### EXTRACT PROVIDED

· · · · · · ·

Abstract – Real-world benefit from directional microphone hearing aids

David Gnewikow, PhD;1* Todd Ricketts, PhD;2 Gene W. Bratt, PhD;3 Laura C. Mutchler, AuD4

1Advanced Hearing Solutions, Mount Juliet, TN; 2Vanderbilt Bill Wilkerson Center for Otolaryngology and Communication Sciences, Vanderbilt University School of Medicine, Nashville, TN; 3Department of Veterans Affairs Tennessee Valley Healthcare System, Nashville, TN; 4Baptist Memorial Hospital, Memphis, TN

Abstract — This article summarizes data from a 3-year, double-blinded study of directional hearing aid benefit. Ninety-four subjects in three hearing loss groups, all previous users of omnidirectional output-compression hearing aids, completed all aspects of the study. Participants were fit with new hearing aids for 1 month in a directional mode and 1 month in an omnidirectional mode. Following 1 month of use, subjects completed a number of objective and subjective measures of hearing aid outcome. Objective and subjective data were analyzed across hearing aid and hearing loss conditions. Subjects in all hearing loss groups exhibited better performance in the directional conditions for objective speech-in-noise measures; however, subjective data did not indicate a clear advantage for directional amplification. Results and clinical implications are discussed.

Key words: benefit, directional microphones, hearing, hearing aids, hearing loss, noise, objective benefit, signal-to-noise ratio, speech understanding, subjective benefit.

· · · · · · ·

### ENTRIES SUPPLIED
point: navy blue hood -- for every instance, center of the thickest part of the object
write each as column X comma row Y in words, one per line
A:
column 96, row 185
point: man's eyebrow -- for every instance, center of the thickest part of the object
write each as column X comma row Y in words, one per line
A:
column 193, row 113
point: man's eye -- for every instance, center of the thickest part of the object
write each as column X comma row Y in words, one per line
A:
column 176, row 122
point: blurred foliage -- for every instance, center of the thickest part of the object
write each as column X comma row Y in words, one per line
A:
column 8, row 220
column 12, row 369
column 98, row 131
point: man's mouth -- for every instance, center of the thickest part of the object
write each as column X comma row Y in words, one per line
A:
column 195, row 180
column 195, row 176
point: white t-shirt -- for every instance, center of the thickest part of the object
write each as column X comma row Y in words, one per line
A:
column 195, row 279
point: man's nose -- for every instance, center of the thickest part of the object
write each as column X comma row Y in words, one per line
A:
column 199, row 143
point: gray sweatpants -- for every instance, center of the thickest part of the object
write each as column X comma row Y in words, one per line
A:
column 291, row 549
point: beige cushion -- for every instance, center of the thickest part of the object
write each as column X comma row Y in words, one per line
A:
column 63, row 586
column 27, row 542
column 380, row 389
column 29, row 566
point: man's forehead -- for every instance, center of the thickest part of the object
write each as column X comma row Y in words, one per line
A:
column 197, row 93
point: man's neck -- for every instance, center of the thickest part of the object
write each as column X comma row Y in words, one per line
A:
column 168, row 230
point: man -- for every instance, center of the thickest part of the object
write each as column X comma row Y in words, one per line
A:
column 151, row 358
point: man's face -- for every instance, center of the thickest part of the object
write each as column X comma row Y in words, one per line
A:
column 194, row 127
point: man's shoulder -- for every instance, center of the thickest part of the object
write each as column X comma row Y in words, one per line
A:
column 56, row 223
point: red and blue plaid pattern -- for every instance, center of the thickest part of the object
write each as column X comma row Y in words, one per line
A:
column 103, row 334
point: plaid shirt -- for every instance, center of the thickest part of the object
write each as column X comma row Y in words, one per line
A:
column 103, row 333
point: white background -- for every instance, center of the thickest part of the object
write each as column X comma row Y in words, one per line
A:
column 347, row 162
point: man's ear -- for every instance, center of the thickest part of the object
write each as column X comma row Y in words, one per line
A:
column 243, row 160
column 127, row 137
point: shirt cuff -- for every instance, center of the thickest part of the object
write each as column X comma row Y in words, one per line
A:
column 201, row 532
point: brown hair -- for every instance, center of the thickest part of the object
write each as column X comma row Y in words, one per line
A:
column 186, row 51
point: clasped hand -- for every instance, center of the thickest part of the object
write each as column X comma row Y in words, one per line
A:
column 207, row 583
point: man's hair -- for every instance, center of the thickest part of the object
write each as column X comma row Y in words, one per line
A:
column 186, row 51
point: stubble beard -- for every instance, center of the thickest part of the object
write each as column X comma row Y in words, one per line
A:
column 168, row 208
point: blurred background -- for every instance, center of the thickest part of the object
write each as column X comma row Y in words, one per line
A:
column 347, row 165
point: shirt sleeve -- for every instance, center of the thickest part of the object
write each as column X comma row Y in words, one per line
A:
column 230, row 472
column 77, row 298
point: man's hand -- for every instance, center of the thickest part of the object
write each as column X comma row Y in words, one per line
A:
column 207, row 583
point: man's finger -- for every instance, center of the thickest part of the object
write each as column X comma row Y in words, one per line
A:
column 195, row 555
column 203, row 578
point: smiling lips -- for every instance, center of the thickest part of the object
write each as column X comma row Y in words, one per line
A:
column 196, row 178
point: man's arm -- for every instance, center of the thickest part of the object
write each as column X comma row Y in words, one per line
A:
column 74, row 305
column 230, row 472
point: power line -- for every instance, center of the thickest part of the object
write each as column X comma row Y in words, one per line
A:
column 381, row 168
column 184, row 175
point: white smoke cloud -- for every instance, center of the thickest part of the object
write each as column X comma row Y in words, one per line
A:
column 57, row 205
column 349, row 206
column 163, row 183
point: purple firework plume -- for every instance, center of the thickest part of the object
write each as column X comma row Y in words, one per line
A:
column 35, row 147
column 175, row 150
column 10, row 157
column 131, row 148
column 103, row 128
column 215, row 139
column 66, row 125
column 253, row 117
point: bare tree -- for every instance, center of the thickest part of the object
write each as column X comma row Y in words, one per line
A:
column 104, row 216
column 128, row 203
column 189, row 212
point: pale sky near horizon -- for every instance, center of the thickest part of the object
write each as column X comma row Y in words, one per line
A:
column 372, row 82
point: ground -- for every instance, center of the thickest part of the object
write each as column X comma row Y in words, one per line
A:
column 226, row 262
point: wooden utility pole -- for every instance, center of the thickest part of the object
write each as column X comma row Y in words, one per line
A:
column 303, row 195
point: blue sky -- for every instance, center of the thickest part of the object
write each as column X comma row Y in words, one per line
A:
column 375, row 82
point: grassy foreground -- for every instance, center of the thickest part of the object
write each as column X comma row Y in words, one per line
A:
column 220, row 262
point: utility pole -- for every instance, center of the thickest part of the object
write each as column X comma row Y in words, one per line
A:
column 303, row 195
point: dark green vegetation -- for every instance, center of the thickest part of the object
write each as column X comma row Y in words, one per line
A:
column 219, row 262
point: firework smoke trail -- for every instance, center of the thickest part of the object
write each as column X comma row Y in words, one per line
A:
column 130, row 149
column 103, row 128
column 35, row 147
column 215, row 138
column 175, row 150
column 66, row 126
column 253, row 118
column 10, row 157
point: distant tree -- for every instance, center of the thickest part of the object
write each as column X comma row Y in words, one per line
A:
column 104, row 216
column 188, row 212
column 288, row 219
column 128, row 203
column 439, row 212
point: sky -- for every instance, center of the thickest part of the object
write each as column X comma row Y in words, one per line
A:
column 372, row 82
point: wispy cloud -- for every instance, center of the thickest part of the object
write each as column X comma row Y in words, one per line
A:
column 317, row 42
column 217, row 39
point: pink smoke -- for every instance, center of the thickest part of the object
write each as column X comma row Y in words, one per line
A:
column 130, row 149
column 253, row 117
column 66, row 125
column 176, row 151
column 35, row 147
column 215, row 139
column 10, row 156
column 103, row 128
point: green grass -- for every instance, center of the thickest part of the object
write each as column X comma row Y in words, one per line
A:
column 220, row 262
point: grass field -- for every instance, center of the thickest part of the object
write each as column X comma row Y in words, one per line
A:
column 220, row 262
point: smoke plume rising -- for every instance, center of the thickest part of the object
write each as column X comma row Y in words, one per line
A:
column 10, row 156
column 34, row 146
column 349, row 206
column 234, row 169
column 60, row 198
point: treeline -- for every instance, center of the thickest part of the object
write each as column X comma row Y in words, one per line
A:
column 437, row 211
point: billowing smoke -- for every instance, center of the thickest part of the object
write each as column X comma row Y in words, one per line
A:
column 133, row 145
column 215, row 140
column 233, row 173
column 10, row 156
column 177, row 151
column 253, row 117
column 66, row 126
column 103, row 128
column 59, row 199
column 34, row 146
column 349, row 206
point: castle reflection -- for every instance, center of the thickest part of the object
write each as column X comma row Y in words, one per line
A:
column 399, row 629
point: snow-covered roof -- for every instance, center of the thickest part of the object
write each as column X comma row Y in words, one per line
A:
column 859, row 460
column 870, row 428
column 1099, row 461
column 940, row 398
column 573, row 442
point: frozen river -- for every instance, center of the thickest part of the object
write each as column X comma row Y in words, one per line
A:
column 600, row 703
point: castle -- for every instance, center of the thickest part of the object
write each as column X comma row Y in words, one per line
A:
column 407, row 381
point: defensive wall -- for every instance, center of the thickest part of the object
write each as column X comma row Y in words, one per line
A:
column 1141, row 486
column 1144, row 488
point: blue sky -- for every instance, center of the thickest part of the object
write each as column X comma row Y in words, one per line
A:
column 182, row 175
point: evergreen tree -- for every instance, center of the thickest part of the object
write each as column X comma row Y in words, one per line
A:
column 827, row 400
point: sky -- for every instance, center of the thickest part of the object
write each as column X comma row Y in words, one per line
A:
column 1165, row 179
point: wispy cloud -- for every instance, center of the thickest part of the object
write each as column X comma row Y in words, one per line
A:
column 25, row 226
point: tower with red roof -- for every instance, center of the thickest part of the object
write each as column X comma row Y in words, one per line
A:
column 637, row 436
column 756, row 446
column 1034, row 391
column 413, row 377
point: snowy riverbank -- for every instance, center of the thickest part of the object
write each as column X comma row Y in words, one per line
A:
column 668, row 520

· · · · · · ·

### WHAT IS BEING ASKED
From the abstract on directional microphone hearing aids, copy the passage that begins with "Key words: benefit, directional" and ends after "understanding, subjective benefit.".

### EXPECTED ANSWER
Key words: benefit, directional microphones, hearing, hearing aids, hearing loss, noise, objective benefit, signal-to-noise ratio, speech understanding, subjective benefit.